To do: Will you output the entries below exactly, skipping every image they contain?

Data extracted from a collection
● ● ● ●

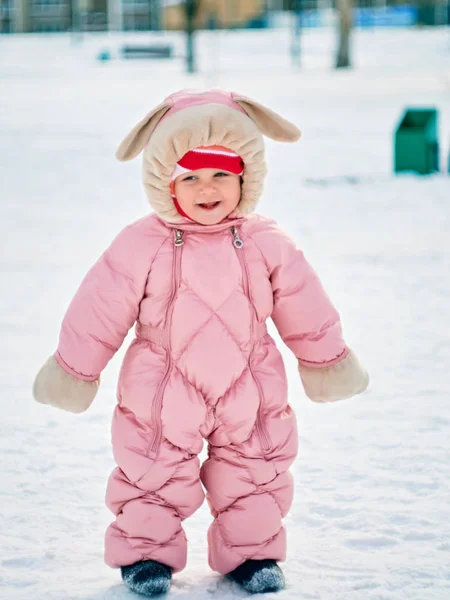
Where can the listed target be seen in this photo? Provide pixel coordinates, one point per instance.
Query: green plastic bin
(416, 141)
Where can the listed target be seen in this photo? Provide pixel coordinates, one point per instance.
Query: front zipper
(260, 427)
(157, 404)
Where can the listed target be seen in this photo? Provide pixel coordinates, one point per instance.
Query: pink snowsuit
(202, 366)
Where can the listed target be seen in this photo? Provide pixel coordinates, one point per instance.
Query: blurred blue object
(104, 55)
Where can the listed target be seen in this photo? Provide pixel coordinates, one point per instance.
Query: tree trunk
(345, 26)
(191, 8)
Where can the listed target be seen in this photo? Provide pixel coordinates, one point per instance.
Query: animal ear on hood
(268, 122)
(138, 137)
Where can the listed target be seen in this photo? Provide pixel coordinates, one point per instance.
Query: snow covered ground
(371, 517)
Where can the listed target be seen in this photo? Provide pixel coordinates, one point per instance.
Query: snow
(371, 516)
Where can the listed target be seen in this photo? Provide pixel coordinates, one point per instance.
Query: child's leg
(150, 496)
(249, 490)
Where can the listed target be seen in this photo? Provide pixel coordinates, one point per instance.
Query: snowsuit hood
(188, 119)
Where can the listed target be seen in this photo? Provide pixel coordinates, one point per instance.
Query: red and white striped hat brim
(209, 157)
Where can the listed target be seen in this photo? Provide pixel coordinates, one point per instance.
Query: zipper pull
(237, 242)
(179, 237)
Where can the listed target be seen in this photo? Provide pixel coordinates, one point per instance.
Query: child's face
(208, 195)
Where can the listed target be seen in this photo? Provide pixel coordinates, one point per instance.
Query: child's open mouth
(209, 205)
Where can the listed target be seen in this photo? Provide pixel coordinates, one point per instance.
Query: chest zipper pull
(237, 242)
(179, 237)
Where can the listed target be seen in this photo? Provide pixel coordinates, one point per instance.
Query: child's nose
(207, 187)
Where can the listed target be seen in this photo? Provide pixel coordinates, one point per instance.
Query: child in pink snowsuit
(199, 277)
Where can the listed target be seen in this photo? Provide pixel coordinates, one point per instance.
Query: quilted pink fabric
(202, 367)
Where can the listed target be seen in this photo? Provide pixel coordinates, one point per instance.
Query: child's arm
(97, 320)
(308, 322)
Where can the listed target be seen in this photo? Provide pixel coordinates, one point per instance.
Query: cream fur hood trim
(187, 120)
(56, 387)
(343, 380)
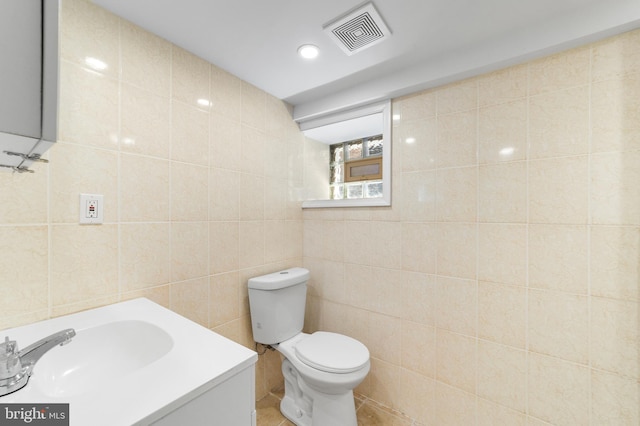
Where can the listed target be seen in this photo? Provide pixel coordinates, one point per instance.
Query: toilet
(320, 369)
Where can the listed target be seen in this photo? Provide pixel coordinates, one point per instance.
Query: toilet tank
(277, 302)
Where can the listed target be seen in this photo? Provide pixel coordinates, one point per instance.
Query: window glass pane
(336, 192)
(374, 145)
(337, 173)
(354, 190)
(337, 153)
(373, 189)
(354, 150)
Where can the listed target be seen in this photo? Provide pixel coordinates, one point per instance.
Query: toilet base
(305, 406)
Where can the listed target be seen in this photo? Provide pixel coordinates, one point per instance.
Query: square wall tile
(458, 139)
(558, 391)
(457, 194)
(614, 197)
(146, 59)
(418, 144)
(456, 360)
(456, 97)
(189, 192)
(89, 31)
(189, 134)
(418, 196)
(145, 120)
(144, 193)
(417, 106)
(613, 262)
(419, 297)
(502, 375)
(502, 253)
(187, 297)
(457, 250)
(26, 192)
(24, 264)
(559, 325)
(84, 262)
(144, 255)
(614, 399)
(419, 249)
(77, 169)
(560, 71)
(502, 193)
(88, 120)
(558, 190)
(614, 336)
(226, 94)
(558, 257)
(189, 250)
(559, 123)
(456, 305)
(503, 86)
(615, 114)
(502, 132)
(190, 78)
(419, 348)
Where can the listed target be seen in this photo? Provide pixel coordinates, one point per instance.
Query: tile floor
(368, 412)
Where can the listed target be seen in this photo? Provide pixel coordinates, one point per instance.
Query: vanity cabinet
(28, 80)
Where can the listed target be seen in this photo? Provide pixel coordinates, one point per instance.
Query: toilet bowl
(320, 369)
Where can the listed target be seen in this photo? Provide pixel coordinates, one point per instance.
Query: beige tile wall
(197, 198)
(503, 285)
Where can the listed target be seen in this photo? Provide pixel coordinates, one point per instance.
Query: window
(356, 168)
(325, 170)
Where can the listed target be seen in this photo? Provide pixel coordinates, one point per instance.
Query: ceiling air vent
(358, 29)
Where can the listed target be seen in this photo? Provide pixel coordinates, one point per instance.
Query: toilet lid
(332, 352)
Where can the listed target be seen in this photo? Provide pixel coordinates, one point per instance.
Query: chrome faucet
(16, 366)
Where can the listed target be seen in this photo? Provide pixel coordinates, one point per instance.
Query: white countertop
(198, 360)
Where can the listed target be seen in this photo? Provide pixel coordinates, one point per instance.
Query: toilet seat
(332, 352)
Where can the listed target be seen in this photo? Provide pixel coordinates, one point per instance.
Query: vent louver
(358, 29)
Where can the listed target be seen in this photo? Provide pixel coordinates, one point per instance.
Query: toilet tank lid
(280, 279)
(332, 352)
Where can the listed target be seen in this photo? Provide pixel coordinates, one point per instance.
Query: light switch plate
(91, 209)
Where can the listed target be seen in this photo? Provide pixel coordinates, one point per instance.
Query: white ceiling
(432, 42)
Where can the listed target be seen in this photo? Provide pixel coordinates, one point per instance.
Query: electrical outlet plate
(91, 208)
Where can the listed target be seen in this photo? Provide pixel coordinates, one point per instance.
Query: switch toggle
(91, 208)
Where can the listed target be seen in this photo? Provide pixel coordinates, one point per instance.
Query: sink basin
(101, 354)
(132, 363)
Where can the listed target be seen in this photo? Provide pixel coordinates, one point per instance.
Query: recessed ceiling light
(308, 51)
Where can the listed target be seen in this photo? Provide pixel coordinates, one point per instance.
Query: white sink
(101, 354)
(133, 362)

● ● ● ●

Exercise result:
Where can the listed target be seen in this photo? Provide pixel coordinates, one point per instance.
Query: green plastic bin
(416, 141)
Where can the listed target be seen in this photo? Provide pixel coordinates, one point per instance.
Query: front zipper
(260, 427)
(157, 404)
Where can the listed target be seen in this photo? Provide pixel coordinates, one point per instance.
Query: pink snowsuit
(202, 366)
Where can the listed target be seen in this photo? Provide pixel coordinates, one point per instance.
Query: blurred blue object
(104, 55)
Where can the listed target be seen in this photo? Provide pixel coordinates, one point per instance.
Query: tree trunk
(345, 26)
(191, 8)
Where can the listed target be seen in this photo? Provide pixel coordinates, one point per instance.
Query: animal ear on hood
(268, 122)
(138, 137)
Where can the listed target be seen in this photo? Provide pixel coordinates, one point per instance.
Query: snow covered ground
(371, 517)
Where can the listed target be seen in this photo? Provide pixel coordinates, one point per instance.
Query: snow
(371, 516)
Where can the listed target be seen in this photo? Provide pixel coordinates, one point per instance.
Query: child's leg
(150, 496)
(249, 490)
Where can the listed target be seen in this photo? Provide pixel coordinates, one point per instance.
Query: snowsuit hood
(188, 119)
Where can the listed target be seen in this photo? Provide pixel coordinates, one point per instance.
Query: red and white striped hat brim
(209, 157)
Where can the listed target be seen in this photo? Provide pixel coordinates, one point per instance.
Query: zipper pull
(237, 242)
(179, 237)
Where can the listed target be seen in this photo? Provide pixel coordinates, one point per instance.
Query: child's face
(208, 195)
Where can the listed target be seen in this photo? Provide pixel coordinates, one point per instance.
Query: child's open mouth
(209, 205)
Where can the listed target be seen in this photo? Provide pixel coordinates, one point per instance.
Query: chest zipper pull
(237, 242)
(179, 237)
Where can the listed target be seen in this photo? Provide pixel coordinates, one point per instance.
Query: child's nose
(207, 187)
Where can the listed target be seen in this photo? Provide pixel coordinates, one point per instance.
Query: child in pink snowsuit
(199, 277)
Where can the listed target be seen in this photo? Provide pixel coordinates, one point per instance.
Query: quilted pink fabric
(202, 367)
Where can the listed target be seen in this photo? Provide pixel coordinates, one point per instance.
Query: child's arm
(97, 320)
(308, 322)
Where can the listed target be seen in this photo? Provide pixel coordinates, one point per instance.
Query: cream fur hood trim
(187, 120)
(56, 387)
(343, 380)
Where can the listed target be seen in this photo? Provide pixel coordinates, one point per instance.
Query: toilet
(320, 369)
Where can the listed target be seen in this photo? Provide pixel coordinates, one point per instance.
Query: toilet tank
(277, 302)
Where can the listed target be seen in this photo? Provide pixel coordinates, one point per instance.
Query: window glass pane
(336, 192)
(374, 145)
(337, 173)
(354, 190)
(337, 153)
(373, 189)
(354, 150)
Where can the listed target be seen in this photo? Provide pixel coordinates, one point per instance.
Query: toilet base
(305, 406)
Where can the listed target be seen in this photo? Provide pixel coordinates, one point per instance.
Query: square wall tile
(458, 139)
(558, 391)
(457, 194)
(614, 197)
(146, 59)
(418, 144)
(456, 360)
(456, 97)
(189, 192)
(89, 31)
(189, 134)
(418, 196)
(145, 120)
(144, 193)
(417, 106)
(613, 262)
(419, 297)
(502, 375)
(502, 253)
(187, 297)
(457, 250)
(26, 192)
(24, 264)
(559, 325)
(84, 262)
(144, 255)
(614, 399)
(419, 249)
(77, 169)
(560, 71)
(502, 193)
(88, 120)
(558, 190)
(614, 336)
(226, 94)
(558, 257)
(189, 250)
(559, 123)
(456, 305)
(503, 86)
(615, 114)
(502, 132)
(190, 78)
(419, 348)
Where can the listed target be seen in this photo? Provide pixel coordinates, one point per instance.
Query: tile floor
(368, 412)
Where can the listed target be seen in this photo? Provide pixel coordinates, one point per instance.
Query: vanity cabinet
(28, 80)
Where can the listed target be seen in this photo? Provide pixel coordinates, one point per instance.
Query: toilet bowl
(320, 369)
Where can the listed target be seen in this photo? Provide pixel coordinates, one point per instance.
Query: beige tile wall
(197, 198)
(503, 285)
Where can the listed target be seen in this photo? Provide pixel coordinates, one point per instance.
Query: window
(356, 168)
(325, 170)
Where can the listed target be seen in this photo? Provide pixel coordinates, one point per instance.
Query: ceiling air vent
(358, 29)
Where can the listed target be seen in this photo? Provide pixel coordinates, one point per instance.
Query: toilet lid
(332, 352)
Where can the listed target be seen in this photo? Provide pixel coordinates, one point per instance.
Query: chrome faucet
(16, 366)
Where can the listed target be seen in this photo? Provide pixel coordinates, one point per instance.
Query: white countertop
(198, 360)
Where can the listed target be seen in this photo? Provide pixel coordinates, one point per instance.
Query: toilet seat
(332, 352)
Where can the listed target be seen in this photo? Provide pixel coordinates, one point per instance.
Query: vent louver
(358, 29)
Where can the listed target be seen in this photo? Provide pixel coordinates, one point per instance.
Query: toilet tank lid
(280, 279)
(332, 352)
Where can the listed target be seen in this photo? Provide pixel coordinates, one point per instance.
Query: light switch plate
(91, 209)
Where can the listed target be seen in this photo? Provide pixel coordinates, one point per instance.
Query: white ceiling
(432, 42)
Where can the listed target be seen in this photo? Provide pixel coordinates, one point per instance.
Query: electrical outlet plate
(91, 208)
Where can the listed target be seen in this photo? Provide pixel coordinates, one point per instance.
Query: switch toggle
(91, 208)
Where can the listed target be seen in this photo? Provide pixel coordinates, one point per instance.
Query: sink basin
(101, 354)
(132, 363)
Where can the listed target be seen in this photo? Provide pixel coordinates, one point per instance.
Query: recessed ceiling light
(308, 51)
Where can the listed target be seen in this photo? Provide pixel coordinates, one point per instance.
Query: white sink
(101, 354)
(133, 362)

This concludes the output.